**SET TASK:** Please format the material below as a JSON list of strings, with one string for each line and any blank lines left out.

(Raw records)
┄┄┄┄┄┄

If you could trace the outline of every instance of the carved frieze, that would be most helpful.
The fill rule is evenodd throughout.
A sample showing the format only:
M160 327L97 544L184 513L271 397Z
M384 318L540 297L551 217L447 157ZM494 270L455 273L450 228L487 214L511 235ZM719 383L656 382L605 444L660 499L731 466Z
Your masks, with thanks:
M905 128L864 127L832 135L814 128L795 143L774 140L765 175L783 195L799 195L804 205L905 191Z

┄┄┄┄┄┄

**THE REPLY:**
[
  "If you could trace the outline of every instance of the carved frieze, that would be most helpful.",
  "The fill rule is evenodd throughout.",
  "A sample showing the format only:",
  "M160 327L97 544L184 513L271 397Z",
  "M384 318L540 297L551 217L447 157ZM494 270L455 273L450 228L487 214L511 235ZM719 383L656 382L605 444L660 499L731 466Z",
  "Your masks, with thanks:",
  "M905 128L864 127L832 135L814 128L795 143L774 140L765 175L783 195L799 195L804 205L905 191Z"
]